▸ THE EXERCISE:
Starting with the line that contains "of the kitchen", write out each line through the end of the listing, unchanged. Output nothing else.

>> start

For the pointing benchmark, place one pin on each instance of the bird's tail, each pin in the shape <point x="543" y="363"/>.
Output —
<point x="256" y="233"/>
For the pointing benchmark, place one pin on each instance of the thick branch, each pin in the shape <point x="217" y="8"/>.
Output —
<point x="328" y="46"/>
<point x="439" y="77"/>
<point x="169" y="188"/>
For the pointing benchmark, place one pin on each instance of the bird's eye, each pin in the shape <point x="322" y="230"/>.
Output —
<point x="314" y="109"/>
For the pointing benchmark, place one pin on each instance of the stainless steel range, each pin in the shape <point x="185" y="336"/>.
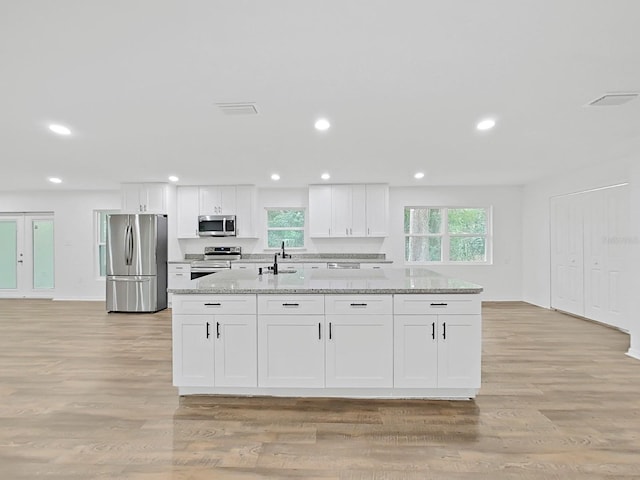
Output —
<point x="216" y="259"/>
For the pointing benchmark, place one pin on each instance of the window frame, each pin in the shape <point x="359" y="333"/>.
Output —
<point x="446" y="236"/>
<point x="303" y="228"/>
<point x="97" y="241"/>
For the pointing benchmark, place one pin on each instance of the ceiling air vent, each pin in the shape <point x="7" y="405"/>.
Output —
<point x="612" y="99"/>
<point x="241" y="108"/>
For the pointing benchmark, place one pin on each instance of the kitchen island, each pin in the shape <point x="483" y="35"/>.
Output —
<point x="389" y="333"/>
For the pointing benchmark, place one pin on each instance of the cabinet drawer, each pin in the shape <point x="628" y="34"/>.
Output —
<point x="358" y="304"/>
<point x="179" y="268"/>
<point x="290" y="304"/>
<point x="435" y="304"/>
<point x="229" y="304"/>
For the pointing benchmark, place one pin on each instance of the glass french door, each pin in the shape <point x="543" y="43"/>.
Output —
<point x="27" y="267"/>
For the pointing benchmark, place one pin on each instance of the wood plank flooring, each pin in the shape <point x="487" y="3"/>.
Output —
<point x="87" y="395"/>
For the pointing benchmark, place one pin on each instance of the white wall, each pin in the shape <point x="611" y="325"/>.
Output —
<point x="502" y="281"/>
<point x="536" y="265"/>
<point x="634" y="324"/>
<point x="75" y="274"/>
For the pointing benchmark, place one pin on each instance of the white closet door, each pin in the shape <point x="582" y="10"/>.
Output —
<point x="567" y="264"/>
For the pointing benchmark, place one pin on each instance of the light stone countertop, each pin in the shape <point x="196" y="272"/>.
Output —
<point x="328" y="282"/>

>> end

▸ RESULT OF THIS EXERCISE:
For the pointing benchmark, place one pin on each instance of the kitchen island, each pin in the shape <point x="483" y="35"/>.
Output —
<point x="389" y="333"/>
For the pointing benchmark, place one pin on each instance of the cabinet drawer, each pin in the shape <point x="628" y="34"/>.
Output —
<point x="358" y="304"/>
<point x="179" y="268"/>
<point x="290" y="304"/>
<point x="435" y="304"/>
<point x="229" y="304"/>
For the pointing benchmark, place one pin on each instance of the glass french door, each pin in the shape <point x="543" y="43"/>.
Output —
<point x="27" y="267"/>
For the pointing benchmark, place one pin on each instance of the wood plank flooring, each pin in the shape <point x="487" y="3"/>.
Output —
<point x="87" y="395"/>
For the pointing benchmark, place one pin on each instance of the white wall, each pin in the shape <point x="611" y="325"/>.
Output —
<point x="502" y="281"/>
<point x="536" y="265"/>
<point x="634" y="324"/>
<point x="75" y="274"/>
For the pointing benchmark, place one pin on each instance of the white closet door, each pin in the shape <point x="582" y="10"/>.
Output —
<point x="567" y="264"/>
For the pointing benchmark, place one pin on each instance of the light stone countertop, each pin in the shape <point x="196" y="272"/>.
Output —
<point x="328" y="282"/>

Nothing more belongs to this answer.